● Written request
Only the lines from the line containing "the butterfly's hindwing" to the end of the entries should be repeated, exactly as they appear.

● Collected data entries
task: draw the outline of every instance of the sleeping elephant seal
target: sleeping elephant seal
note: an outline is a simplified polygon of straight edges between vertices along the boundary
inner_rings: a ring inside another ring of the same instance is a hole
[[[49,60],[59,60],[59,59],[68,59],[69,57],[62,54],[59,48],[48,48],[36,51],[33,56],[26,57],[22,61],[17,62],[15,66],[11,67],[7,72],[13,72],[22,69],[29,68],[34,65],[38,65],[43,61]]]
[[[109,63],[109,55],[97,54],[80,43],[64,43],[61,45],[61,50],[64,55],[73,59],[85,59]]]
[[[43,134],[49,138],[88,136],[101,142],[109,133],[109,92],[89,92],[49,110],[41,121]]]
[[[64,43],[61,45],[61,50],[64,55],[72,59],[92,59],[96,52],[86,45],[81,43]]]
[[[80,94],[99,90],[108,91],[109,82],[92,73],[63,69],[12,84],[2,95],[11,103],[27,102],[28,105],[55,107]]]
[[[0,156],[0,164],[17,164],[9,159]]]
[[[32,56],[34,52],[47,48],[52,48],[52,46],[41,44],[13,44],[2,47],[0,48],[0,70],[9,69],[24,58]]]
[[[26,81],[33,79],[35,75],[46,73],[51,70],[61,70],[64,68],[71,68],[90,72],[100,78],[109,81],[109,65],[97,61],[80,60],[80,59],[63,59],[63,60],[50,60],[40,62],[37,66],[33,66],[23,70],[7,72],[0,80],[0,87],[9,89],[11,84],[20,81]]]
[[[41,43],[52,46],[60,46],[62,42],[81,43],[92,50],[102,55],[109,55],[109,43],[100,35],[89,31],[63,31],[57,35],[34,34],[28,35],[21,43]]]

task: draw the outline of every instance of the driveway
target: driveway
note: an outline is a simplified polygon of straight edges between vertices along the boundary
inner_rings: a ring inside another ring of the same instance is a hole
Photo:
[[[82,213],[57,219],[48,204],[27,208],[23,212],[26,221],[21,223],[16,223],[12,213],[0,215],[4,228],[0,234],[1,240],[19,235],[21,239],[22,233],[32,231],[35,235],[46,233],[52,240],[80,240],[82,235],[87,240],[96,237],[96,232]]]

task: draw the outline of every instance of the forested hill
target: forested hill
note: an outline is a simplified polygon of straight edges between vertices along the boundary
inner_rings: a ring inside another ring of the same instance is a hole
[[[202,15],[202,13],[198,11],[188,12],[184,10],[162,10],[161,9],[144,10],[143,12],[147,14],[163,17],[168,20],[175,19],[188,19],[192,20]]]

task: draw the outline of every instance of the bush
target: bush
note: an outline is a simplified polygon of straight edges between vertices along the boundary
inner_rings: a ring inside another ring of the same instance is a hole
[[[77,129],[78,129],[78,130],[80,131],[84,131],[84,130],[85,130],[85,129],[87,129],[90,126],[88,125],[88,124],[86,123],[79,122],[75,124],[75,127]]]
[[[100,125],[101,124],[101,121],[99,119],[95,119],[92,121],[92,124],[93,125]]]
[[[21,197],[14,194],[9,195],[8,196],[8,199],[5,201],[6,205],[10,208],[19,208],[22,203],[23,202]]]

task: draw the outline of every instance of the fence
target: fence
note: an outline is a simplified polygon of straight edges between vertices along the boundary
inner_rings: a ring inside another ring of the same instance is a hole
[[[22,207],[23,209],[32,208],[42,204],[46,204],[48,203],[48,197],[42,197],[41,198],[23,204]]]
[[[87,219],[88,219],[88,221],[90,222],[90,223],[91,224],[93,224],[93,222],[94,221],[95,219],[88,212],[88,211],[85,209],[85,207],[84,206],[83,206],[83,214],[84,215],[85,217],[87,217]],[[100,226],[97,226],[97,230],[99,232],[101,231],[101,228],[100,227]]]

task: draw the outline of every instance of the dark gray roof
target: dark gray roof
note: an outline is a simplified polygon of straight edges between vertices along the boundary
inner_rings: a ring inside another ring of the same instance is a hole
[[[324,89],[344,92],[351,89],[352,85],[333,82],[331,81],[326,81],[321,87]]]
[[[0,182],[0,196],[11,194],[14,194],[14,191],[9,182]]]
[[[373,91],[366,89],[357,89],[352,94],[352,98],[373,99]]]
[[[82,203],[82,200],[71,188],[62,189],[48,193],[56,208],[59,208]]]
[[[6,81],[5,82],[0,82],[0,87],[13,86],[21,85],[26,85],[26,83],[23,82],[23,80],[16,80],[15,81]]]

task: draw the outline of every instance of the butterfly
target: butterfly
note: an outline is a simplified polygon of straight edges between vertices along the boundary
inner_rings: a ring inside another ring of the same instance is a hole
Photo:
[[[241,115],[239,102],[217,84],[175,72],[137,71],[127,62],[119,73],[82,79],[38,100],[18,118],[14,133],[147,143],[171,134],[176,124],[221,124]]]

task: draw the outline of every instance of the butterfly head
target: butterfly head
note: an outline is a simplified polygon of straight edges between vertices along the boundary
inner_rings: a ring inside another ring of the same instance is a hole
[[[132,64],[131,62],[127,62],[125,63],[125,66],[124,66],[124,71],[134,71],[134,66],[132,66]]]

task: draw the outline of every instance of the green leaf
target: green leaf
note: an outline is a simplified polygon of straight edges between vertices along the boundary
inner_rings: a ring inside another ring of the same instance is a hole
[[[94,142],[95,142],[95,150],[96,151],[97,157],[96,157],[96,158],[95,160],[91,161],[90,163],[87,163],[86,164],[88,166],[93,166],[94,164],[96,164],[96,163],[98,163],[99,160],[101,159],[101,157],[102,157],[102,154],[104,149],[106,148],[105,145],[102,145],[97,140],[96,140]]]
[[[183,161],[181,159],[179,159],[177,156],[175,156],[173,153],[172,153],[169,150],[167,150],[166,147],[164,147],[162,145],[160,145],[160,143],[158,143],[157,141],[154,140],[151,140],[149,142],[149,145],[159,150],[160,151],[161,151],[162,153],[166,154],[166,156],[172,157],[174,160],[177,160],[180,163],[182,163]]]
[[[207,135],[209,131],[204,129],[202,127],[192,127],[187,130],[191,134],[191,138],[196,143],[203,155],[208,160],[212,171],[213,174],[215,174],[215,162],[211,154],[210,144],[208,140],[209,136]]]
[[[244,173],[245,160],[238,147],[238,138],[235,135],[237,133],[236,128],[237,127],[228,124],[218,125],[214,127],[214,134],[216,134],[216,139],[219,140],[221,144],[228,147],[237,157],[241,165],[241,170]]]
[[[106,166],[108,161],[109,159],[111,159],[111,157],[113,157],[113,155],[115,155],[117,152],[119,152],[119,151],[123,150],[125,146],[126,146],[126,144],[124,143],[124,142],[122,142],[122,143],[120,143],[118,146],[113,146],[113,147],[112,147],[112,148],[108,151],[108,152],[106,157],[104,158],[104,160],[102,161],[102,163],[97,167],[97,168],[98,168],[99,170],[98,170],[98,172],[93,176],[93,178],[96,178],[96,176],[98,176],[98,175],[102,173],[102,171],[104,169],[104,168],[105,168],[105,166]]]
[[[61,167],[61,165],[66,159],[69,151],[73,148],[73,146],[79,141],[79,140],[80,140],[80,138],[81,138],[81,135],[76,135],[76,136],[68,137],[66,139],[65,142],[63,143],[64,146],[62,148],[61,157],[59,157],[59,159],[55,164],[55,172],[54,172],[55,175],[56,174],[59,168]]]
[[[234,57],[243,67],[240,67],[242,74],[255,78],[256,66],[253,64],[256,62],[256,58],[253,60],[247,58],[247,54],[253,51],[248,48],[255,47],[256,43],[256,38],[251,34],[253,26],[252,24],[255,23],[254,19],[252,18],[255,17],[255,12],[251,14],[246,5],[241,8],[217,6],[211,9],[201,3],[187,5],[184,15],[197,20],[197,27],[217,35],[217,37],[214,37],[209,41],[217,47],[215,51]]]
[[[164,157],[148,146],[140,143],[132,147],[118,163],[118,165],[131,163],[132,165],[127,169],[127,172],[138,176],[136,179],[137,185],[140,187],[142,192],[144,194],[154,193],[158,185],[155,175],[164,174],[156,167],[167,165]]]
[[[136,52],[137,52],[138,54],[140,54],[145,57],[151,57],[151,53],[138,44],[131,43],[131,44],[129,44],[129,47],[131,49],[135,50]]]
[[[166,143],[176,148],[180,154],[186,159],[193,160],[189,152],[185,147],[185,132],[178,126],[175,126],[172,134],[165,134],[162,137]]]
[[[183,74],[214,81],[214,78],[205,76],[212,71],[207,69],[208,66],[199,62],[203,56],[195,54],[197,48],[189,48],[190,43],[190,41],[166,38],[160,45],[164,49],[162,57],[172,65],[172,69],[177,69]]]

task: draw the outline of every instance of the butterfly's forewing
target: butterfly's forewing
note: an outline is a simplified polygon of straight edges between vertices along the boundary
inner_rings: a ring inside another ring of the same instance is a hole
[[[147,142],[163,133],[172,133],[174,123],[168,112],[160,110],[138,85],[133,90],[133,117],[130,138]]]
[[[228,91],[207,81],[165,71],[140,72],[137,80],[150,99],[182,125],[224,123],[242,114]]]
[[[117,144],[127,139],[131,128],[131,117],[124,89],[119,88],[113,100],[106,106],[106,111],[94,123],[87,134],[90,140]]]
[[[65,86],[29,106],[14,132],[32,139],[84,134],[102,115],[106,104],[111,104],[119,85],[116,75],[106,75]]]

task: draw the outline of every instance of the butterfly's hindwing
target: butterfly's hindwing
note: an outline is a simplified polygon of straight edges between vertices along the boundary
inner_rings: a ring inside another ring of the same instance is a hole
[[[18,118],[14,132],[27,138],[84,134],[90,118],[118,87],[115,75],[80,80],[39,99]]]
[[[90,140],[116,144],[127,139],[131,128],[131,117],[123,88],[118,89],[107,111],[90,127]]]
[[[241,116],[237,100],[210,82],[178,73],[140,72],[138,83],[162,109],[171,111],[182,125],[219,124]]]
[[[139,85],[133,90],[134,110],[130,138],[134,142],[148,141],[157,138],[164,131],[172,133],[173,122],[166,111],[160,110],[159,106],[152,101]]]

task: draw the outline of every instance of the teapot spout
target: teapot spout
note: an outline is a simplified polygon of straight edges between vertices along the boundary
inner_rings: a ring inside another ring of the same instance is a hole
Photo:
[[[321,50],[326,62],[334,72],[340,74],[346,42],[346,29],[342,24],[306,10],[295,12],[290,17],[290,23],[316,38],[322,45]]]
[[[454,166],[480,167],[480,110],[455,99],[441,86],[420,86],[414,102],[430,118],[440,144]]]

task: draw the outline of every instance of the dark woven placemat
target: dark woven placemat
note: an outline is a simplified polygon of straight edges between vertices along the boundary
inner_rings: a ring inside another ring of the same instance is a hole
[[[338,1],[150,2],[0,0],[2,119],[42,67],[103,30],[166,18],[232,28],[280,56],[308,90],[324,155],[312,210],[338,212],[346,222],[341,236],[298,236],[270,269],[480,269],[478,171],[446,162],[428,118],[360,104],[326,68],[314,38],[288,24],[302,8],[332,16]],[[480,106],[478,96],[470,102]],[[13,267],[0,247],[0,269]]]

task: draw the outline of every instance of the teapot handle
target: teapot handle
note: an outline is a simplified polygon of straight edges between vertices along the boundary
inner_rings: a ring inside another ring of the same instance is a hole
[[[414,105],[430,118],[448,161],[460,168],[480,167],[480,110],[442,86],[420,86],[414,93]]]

● The response
task: draw the outline of every instance of the butterfly's hindwing
target: butterfly's hindwing
note: an outline is a simplified polygon of straight edges between vertices along the boundary
inner_rings: a ring inside another ring of the same instance is a hole
[[[18,118],[14,132],[27,138],[84,134],[90,118],[118,87],[115,75],[80,80],[39,99]]]
[[[90,140],[116,144],[127,139],[131,128],[131,117],[123,88],[118,89],[107,111],[90,127]]]
[[[241,116],[237,100],[210,82],[178,73],[140,72],[138,83],[162,109],[171,111],[182,125],[219,124]]]
[[[139,85],[133,90],[134,110],[130,138],[134,142],[148,141],[157,138],[164,131],[172,133],[173,122],[166,111],[160,110],[159,106],[152,101]]]

task: draw the outline of every instance of the teapot spout
target: teapot spout
note: an outline is a simplified polygon of straight edges between vertices along the boundary
inner_rings: a ring inside another ring of the same instance is a hole
Photo:
[[[321,50],[326,62],[334,72],[340,74],[346,42],[346,29],[342,24],[306,10],[295,12],[290,17],[290,23],[316,38],[322,45]]]
[[[454,166],[480,167],[480,110],[455,99],[441,86],[420,86],[414,102],[430,118],[440,144]]]

task: draw the outline of every instance of the dark woven placemat
target: dark woven placemat
note: an outline is a simplified polygon of straight edges between vertices along the boundary
inner_rings: a ring inside another ring of the same instance is a hole
[[[338,1],[150,2],[0,0],[2,119],[42,67],[103,30],[166,18],[232,28],[280,56],[308,90],[324,155],[312,210],[338,212],[346,222],[341,236],[298,236],[270,269],[480,269],[478,171],[446,162],[428,118],[360,104],[326,68],[314,38],[288,24],[302,8],[332,16]],[[480,106],[478,96],[470,102]],[[13,267],[0,247],[0,269]]]

task: draw the outline of every instance of the teapot handle
target: teapot handle
note: an outline is a simplified polygon of straight edges between vertices along the boundary
inner_rings: a ring inside another ring of the same instance is a hole
[[[414,105],[430,118],[448,161],[460,168],[480,167],[480,110],[442,86],[420,86],[414,93]]]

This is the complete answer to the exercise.